Given data:
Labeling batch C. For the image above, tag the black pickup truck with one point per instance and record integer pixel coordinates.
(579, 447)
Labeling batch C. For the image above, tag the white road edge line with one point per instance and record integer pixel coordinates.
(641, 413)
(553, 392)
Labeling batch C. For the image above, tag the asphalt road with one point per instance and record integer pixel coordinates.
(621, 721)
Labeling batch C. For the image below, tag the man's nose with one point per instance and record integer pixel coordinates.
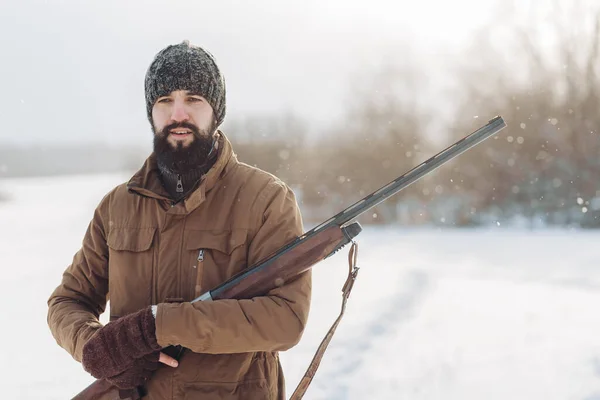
(179, 113)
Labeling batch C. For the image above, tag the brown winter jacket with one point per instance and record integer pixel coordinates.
(140, 249)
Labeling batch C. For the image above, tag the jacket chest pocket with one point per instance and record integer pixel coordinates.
(130, 269)
(214, 256)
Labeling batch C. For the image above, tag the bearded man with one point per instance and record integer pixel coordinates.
(189, 219)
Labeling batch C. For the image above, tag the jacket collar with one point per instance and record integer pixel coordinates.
(146, 181)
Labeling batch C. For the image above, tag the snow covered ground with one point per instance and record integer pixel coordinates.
(435, 314)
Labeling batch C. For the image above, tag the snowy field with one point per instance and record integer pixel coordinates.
(435, 314)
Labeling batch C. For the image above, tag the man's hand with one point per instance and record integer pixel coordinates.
(141, 370)
(117, 345)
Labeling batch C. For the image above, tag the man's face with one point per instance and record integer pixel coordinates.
(183, 125)
(175, 116)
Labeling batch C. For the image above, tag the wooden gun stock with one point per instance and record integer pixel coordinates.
(315, 245)
(287, 263)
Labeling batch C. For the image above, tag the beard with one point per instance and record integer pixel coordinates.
(181, 159)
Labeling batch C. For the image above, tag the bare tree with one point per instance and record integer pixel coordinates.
(545, 165)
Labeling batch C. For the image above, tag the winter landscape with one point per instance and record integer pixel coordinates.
(494, 313)
(480, 281)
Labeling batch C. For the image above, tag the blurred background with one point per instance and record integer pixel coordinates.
(338, 98)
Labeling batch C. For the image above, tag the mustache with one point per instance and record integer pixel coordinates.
(195, 130)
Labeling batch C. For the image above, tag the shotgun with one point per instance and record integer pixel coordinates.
(303, 252)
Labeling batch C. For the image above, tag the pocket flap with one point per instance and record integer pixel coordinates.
(130, 239)
(223, 241)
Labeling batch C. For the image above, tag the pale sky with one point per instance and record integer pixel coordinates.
(72, 71)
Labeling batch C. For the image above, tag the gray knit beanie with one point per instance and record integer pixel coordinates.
(186, 67)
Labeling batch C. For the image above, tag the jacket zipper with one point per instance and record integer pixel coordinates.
(199, 267)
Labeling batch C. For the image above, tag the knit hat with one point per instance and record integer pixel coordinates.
(186, 67)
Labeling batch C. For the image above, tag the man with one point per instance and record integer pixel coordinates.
(189, 219)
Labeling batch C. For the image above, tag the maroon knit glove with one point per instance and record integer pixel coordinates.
(138, 374)
(116, 346)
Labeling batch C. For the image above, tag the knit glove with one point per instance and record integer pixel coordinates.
(138, 374)
(117, 345)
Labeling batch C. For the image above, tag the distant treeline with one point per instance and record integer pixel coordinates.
(543, 169)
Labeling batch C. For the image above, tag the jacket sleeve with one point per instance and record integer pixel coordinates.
(76, 304)
(274, 322)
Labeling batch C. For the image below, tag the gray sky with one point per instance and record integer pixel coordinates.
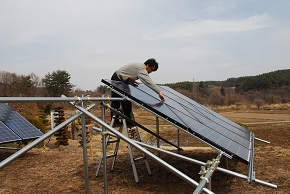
(90, 39)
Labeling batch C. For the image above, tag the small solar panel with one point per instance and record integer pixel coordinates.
(18, 126)
(192, 117)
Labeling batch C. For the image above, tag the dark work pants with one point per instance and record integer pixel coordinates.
(126, 105)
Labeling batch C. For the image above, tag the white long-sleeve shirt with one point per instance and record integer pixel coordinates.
(137, 71)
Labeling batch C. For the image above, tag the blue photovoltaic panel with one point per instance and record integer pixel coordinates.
(18, 125)
(192, 117)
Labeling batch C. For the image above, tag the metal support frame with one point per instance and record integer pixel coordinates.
(75, 101)
(115, 150)
(197, 162)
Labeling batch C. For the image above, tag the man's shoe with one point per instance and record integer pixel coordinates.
(117, 123)
(130, 125)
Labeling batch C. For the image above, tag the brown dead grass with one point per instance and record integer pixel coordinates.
(60, 170)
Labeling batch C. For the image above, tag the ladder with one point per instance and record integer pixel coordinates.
(132, 132)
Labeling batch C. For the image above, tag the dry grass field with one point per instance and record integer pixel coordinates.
(53, 169)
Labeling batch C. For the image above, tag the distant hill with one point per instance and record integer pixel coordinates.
(274, 79)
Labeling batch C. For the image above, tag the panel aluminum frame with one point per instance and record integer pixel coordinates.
(192, 117)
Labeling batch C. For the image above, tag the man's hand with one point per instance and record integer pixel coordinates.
(161, 96)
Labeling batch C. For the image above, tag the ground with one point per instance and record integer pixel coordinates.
(50, 169)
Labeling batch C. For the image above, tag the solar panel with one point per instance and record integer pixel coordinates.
(192, 117)
(14, 127)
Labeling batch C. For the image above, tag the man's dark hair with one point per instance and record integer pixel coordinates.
(152, 63)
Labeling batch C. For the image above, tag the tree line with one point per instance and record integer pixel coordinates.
(272, 87)
(267, 88)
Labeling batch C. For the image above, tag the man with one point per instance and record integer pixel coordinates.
(130, 73)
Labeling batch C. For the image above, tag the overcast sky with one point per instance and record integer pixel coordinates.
(191, 39)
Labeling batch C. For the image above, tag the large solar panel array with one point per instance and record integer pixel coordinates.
(13, 127)
(192, 117)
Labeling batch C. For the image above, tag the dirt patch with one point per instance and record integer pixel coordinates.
(60, 170)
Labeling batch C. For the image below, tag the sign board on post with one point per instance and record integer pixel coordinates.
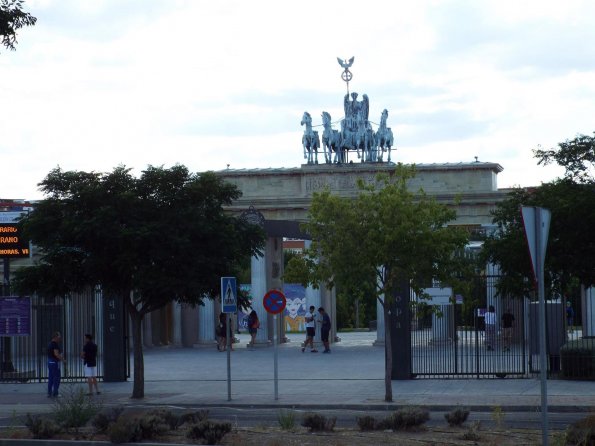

What is being asked: Please copy out the whole listing exactly, minus its pictures.

Response:
Labeling batch C. For the image above, tag the black pickup truck with one point per instance and record integer pixel coordinates.
(579, 447)
Labeling batch C. For the image above, tag the white road edge line with one point per instance and record integer pixel coordinates.
(641, 413)
(553, 392)
Labeling batch C. For the image above, tag the asphalt road with one point per instance and record integer pixel coordinates.
(621, 721)
Labeling batch C. For the image below, tag the man's nose with one point per instance and record integer pixel coordinates.
(179, 113)
Labeling batch C. For the image above, tag the brown winter jacket with one point per instance and record integer pixel coordinates.
(140, 249)
Labeling batch C. For the image above, tag the jacket chest pocket with one point per instance and record integer pixel coordinates.
(130, 269)
(214, 256)
Labeling batch C. For the image above, tag the bearded man with one point per instance and record integer pixel coordinates.
(189, 219)
Labeling batch C. For the image above, tag the jacket collar with one point per instance and record integer pixel coordinates.
(146, 181)
Labeling batch C. For the image above, tag the snow covered ground with one point per instance and record integer pixel coordinates.
(435, 314)
Labeling batch C. For the image above, tag the snowy field with one point per instance and record integer pixel coordinates.
(435, 314)
Labeling batch C. For the image above, tag the man's hand with one point per instance and record integer pixel coordinates.
(141, 370)
(117, 345)
Labeling batch C. For the image above, tag the man's face with one point per instance and record integer pixel coordinates.
(183, 125)
(175, 116)
Labeling batch C. For the image above, tag the wooden gun stock with one point per instance and record integer pixel coordinates.
(315, 245)
(287, 263)
Labeling batch C. For the image above, tag the beard with one point per instance and record integer pixel coordinates.
(181, 159)
Labeling batch C. For the image above, tag the bare tree with one point per instance and record integer pixel coordinates.
(545, 165)
Labeling batch C. For the image above, tag the winter landscape with one point per instance and record integer pixel coordinates.
(494, 313)
(480, 281)
Labeling batch C. For the image above, tag the blurred background with one point per instance and record integer pixel coordinates.
(338, 98)
Labeling batch C. For the image above, tag the mustache with one point per instance and record integer pixel coordinates.
(195, 130)
Labeling batch C. For the image above, tag the shotgun with one point per instance and record integer pixel coordinates.
(303, 252)
Labeling batch C. For the image above, tag the pocket flap with one point per instance and record integer pixel coordinates.
(130, 239)
(223, 241)
Labeling batch C. For the image above, tag the pale sky with one point per instance and record integer pixel coordinates.
(72, 71)
Labeling batch C. For the image above, tag the gray knit beanie with one point per instance and record integer pixel coordinates.
(186, 67)
Labeling batch C. For the image above, tag the jacket zipper with one point per instance and record integer pixel coordinates.
(199, 267)
Labeling batch C. For the image above, tag the knit hat with one point per instance and record integer pixel coordinates.
(186, 67)
Labeling batch C. For the image above, tag the man with one point per instance and record integer pixel coordinates.
(189, 219)
Labeling batch C. For the image above, tag the maroon knit glove with one point per instance and record integer pixel coordinates.
(138, 374)
(116, 346)
Labeling batch C. For the image above, tag the knit glove with one point per instance and record integer pixel coordinates.
(138, 374)
(117, 345)
Labeling batch C. For the image above, tag the distant treeline with one point per instance and record integer pixel coordinates.
(543, 169)
Labeling batch C. For the image above, tag the jacket sleeve with one point per instance and record integer pixel coordinates.
(76, 304)
(274, 322)
Labeling batch C. For the image below, tag the gray sky with one point per instance and record integer pixel coordinates.
(90, 39)
Labeling batch C. For the image above, tag the small solar panel with one point per instance and record integer pixel coordinates.
(18, 126)
(192, 117)
Labeling batch C. For the image above, tag the dark work pants with one point per instance and record integer pixel coordinates.
(126, 105)
Labeling batch C. For the image above, tag the white long-sleeve shirt with one point per instance and record integer pixel coordinates.
(137, 71)
Labeling batch C. For the image above, tag the blue photovoltaic panel with one point per instance and record integer pixel coordinates.
(18, 125)
(192, 117)
Labeling batch C. For the image above, tag the metal support frame with one point per instance and record integer pixel coordinates.
(75, 101)
(115, 150)
(197, 162)
Labeling batch C. For the image above, tag the man's shoe with one point per instance and record integer pixel coordinates.
(117, 123)
(130, 125)
Labeling batch C. For the image above, tag the brown dead grass with one point per instance and record integer pixel coordinates.
(60, 170)
Labeling batch C. For the image above, tag the ladder with one point per instance and record integer pixel coordinates.
(132, 132)
Labeling batch C. For the image above, tag the dry grass field with one point per instance and record integer pixel coordinates.
(53, 169)
Labeling batch C. For the image above, tag the distant hill with one point per instance and record integer pixel coordinates.
(274, 79)
Labeling batch C. For the image above, tag the panel aluminum frame with one point per instance and record integer pixel coordinates.
(192, 117)
Labeling batch C. For the image above, tag the man's hand with one point per instance and record integer pixel coordinates.
(161, 96)
Labeling batch C. For the image above, tag the ground with one point per instance and record integer pixel coordinates.
(50, 169)
Labeling batch C. For the image above, tag the solar panel with one point per instance and record integer pixel coordinates.
(192, 117)
(14, 127)
Labeling batch C. For the image above, tag the man's dark hair with one point per instance and record integer pixel coordinates.
(152, 63)
Labeling batch C. For the image above, tag the tree line with one point per instance and record integer pixel coordinates.
(272, 87)
(267, 88)
Labeling batch C. For the image above, tag the man with one point per instance and record integer pixel coordinates.
(130, 73)
Labeling batch C. For the image above, tag the overcast sky with one point per instance and record integer pixel coordinates.
(191, 39)
Labeling batch C. For the image above, tag the large solar panel array with one point per instance and record integer pixel coordinates.
(13, 127)
(192, 117)
Labeling batch C. For the image above, tag the dirt patch with one point per instance and record integer pixel coordinates.
(60, 170)
Labeling batch C. For the image below, tag the sign board on post with one point per instance and record integer pixel coordinates.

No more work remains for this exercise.